- SHORT EXERCISE -
Write out all of the entries that follow, word for word, but skip the pictures.

- TASK INPUT -
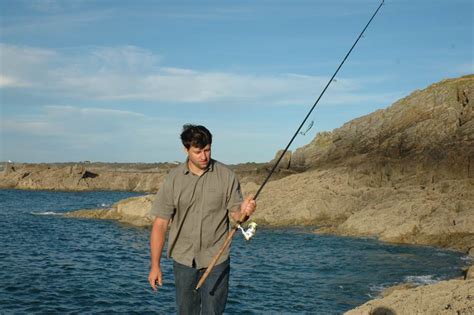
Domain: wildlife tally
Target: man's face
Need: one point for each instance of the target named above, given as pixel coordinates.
(199, 157)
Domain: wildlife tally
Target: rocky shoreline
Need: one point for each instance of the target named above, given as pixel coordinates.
(404, 174)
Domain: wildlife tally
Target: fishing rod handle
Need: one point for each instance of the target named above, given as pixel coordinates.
(220, 252)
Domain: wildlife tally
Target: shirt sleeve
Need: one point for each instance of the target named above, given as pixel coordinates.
(163, 205)
(234, 194)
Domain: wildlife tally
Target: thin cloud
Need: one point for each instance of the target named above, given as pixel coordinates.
(133, 73)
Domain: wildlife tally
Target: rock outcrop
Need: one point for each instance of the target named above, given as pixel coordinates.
(404, 174)
(445, 297)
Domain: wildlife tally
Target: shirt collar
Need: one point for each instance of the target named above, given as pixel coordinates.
(210, 167)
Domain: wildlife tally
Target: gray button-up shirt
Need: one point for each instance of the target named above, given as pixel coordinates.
(199, 207)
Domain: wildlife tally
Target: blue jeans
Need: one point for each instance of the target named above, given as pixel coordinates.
(210, 298)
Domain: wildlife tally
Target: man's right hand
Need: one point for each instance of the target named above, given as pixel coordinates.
(155, 277)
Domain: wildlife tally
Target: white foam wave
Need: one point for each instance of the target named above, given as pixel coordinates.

- EXERCISE ANSWER -
Domain: wildlife tally
Target: man's face
Need: one point for each instance of the target named above, given as pixel coordinates.
(199, 157)
Domain: wildlife tally
Target: rocky shoreline
Need: one point for each instance of the target named above, given as pixel coordinates.
(404, 174)
Domain: wildlife tally
Target: fishing rod handle
Need: one point for each instance of the target named above, given as pixel coordinates.
(220, 252)
Domain: wildlife tally
Target: shirt sleeve
Need: one point for each instance of the target named above, given as pixel coordinates.
(163, 205)
(234, 194)
Domain: wildlife tally
Target: thin cloud
Need: one point for each instance of the target named above, given as pixel coordinates.
(133, 73)
Domain: wildlife tally
Target: rock outcrop
Need: one point for each instance of the target named above, given as pixel coordinates.
(404, 174)
(445, 297)
Domain: wildlife tally
Target: shirt collar
Need: one point for each instance of the target named above, given as pixel coordinates.
(210, 167)
Domain: wildlife tally
Target: gray button-up shirt
Need: one point for each instance of the target named above, given as pixel coordinates.
(199, 207)
Domain: wildlife tally
Target: blue jeans
Need: one point for each instance of the target named above, given as pixel coordinates.
(210, 298)
Domain: wildlife tally
Target: man's right hand
Need: one point for each instance of the target named above, given as pixel coordinates.
(155, 277)
Domain: wildlife tally
Target: white foam wave
Need: one point for each instance of the target named above, given as pixel coordinates.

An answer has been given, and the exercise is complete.